MATERIAL FOR THIS EXERCISE -
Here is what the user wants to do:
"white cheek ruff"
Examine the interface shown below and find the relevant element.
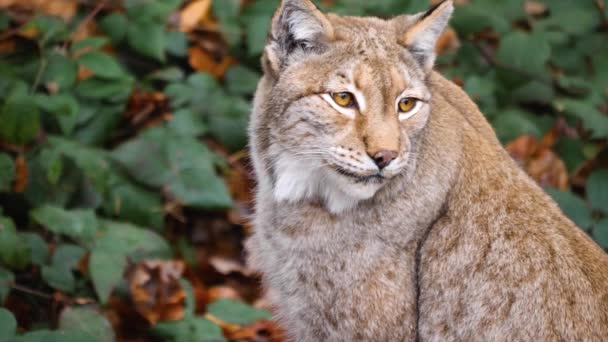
[321,94,357,119]
[397,99,423,121]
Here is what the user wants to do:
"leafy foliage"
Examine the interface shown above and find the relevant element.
[0,0,608,341]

WHAT IS EXPECTED - Copy every one of the entries above word for word, omitting the pictures.

EXERCISE SOLUTION -
Here is what the user wants to do:
"white cheek ruff"
Examine the interface shown below and find the relevant element.
[321,94,357,119]
[397,99,423,121]
Here is what the user wants to do:
"leafy foliage"
Examine the interface shown above and find the relevant element.
[0,0,608,341]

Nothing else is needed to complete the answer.